* [Texte à lire]
<<<<
Régulation des marchés financiers: quelles leçons de la crise ? Quelques pistes …
Les perspectives de l’économie mondiale sont particulièrement sombres : récession aux Etats-Unis, stagflation en Europe et ralentissement de la croissance dans le reste du monde. Cette situation trouve pour partie sa source dans la contagion à l’économie réelle de la crise qui secoue les marchés financiers depuis l’été 2007. Alors que le FMI évalue à près de 1 000 Mds $ le montant des pertes pour le secteur financier, cette crise suscite de nombreuses questions : comment est-on passé en quelques mois de conditions de crédit historiquement bon marché, alimenté par la politique accommodante des banques centrales, à une véritable crise de liquidité, dont les effets en termes de resserrement de l’accès au crédit commencent à se faire sentir dans l’économie ? Comment un choc largement anticipé affectant le compartiment restreint des crédits hypothécaires aux Etats-Unis a pu dégénérer en crise financière de grande ampleur ? Ces questions sont aussi politiques quant aux réponses nécessaires à apporter en termes de mode de régulation des acteurs et des marchés financiers.
>>>>
Recopiez intégralement le texte sur la régulation des marchés financiers, sans y changer un seul mot.

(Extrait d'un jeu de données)
<<<<
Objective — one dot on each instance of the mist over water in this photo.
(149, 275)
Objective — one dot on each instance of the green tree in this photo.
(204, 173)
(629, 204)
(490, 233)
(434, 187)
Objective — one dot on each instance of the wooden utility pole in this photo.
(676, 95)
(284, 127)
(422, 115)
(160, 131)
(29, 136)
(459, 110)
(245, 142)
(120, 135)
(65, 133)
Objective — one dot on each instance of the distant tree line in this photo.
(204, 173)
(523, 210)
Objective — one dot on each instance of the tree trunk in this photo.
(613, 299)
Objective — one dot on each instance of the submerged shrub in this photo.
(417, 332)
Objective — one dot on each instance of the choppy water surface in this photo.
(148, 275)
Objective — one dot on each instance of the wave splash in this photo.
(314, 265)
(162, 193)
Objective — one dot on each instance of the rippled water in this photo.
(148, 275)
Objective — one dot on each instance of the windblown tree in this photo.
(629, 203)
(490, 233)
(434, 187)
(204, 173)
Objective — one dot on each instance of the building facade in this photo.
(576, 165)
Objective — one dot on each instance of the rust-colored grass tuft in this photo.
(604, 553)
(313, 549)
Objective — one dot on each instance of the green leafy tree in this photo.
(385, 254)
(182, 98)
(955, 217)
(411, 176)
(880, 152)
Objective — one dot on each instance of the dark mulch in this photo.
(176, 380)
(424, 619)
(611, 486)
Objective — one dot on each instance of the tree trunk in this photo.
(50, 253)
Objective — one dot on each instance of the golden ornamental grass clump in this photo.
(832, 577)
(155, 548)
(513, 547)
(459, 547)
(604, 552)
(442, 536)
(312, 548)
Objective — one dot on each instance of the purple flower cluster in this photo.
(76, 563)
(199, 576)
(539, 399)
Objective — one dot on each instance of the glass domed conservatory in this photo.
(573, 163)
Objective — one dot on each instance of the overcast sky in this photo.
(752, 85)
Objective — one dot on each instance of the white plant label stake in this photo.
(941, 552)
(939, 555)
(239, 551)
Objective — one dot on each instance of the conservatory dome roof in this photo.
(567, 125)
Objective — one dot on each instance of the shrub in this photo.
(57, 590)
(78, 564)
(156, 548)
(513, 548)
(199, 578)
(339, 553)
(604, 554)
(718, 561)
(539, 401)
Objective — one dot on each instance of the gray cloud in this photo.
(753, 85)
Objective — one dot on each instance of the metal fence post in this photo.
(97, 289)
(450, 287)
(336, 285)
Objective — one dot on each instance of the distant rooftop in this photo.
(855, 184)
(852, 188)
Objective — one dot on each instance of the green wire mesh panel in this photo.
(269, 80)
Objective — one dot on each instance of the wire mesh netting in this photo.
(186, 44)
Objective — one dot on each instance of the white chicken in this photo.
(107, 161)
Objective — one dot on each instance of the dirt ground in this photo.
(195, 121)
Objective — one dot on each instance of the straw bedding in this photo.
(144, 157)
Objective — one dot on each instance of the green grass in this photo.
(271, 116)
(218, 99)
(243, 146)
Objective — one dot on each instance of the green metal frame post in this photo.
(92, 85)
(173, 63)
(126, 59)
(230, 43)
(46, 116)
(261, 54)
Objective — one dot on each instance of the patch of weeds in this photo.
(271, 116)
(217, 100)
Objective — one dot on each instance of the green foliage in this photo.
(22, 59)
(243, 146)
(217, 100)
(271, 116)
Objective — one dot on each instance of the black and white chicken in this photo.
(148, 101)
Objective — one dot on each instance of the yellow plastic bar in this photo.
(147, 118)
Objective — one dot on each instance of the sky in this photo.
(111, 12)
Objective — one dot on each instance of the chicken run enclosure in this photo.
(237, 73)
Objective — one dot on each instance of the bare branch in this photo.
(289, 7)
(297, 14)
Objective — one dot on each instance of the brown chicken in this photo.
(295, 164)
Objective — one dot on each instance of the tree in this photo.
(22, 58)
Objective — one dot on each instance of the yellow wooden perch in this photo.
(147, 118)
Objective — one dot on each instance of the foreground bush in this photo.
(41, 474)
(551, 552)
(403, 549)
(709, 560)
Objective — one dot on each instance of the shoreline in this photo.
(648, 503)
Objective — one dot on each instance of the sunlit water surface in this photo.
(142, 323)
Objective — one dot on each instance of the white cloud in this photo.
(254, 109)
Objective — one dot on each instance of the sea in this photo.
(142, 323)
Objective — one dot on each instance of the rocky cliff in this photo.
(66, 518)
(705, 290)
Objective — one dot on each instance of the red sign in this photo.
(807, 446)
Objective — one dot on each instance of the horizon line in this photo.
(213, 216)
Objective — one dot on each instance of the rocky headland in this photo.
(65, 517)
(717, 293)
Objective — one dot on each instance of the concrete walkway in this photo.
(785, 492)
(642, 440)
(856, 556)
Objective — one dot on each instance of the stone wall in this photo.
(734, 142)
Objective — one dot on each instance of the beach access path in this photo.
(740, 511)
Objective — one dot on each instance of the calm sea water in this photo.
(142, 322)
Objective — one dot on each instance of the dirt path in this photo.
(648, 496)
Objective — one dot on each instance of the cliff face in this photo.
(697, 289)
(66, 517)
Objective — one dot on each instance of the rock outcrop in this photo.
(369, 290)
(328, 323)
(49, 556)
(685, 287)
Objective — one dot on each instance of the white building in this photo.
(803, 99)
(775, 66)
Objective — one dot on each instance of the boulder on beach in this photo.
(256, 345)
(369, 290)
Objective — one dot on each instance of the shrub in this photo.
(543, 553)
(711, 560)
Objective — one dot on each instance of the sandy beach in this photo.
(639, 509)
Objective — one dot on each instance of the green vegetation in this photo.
>>>>
* [Corrigé de l'exercice]
Régulation des marchés financiers: quelles leçons de la crise ? Quelques pistes …
Les perspectives de l’économie mondiale sont particulièrement sombres : récession aux Etats-Unis, stagflation en Europe et ralentissement de la croissance dans le reste du monde. Cette situation trouve pour partie sa source dans la contagion à l’économie réelle de la crise qui secoue les marchés financiers depuis l’été 2007. Alors que le FMI évalue à près de 1 000 Mds $ le montant des pertes pour le secteur financier, cette crise suscite de nombreuses questions : comment est-on passé en quelques mois de conditions de crédit historiquement bon marché, alimenté par la politique accommodante des banques centrales, à une véritable crise de liquidité, dont les effets en termes de resserrement de l’accès au crédit commencent à se faire sentir dans l’économie ? Comment un choc largement anticipé affectant le compartiment restreint des crédits hypothécaires aux Etats-Unis a pu dégénérer en crise financière de grande ampleur ? Ces questions sont aussi politiques quant aux réponses nécessaires à apporter en termes de mode de régulation des acteurs et des marchés financiers.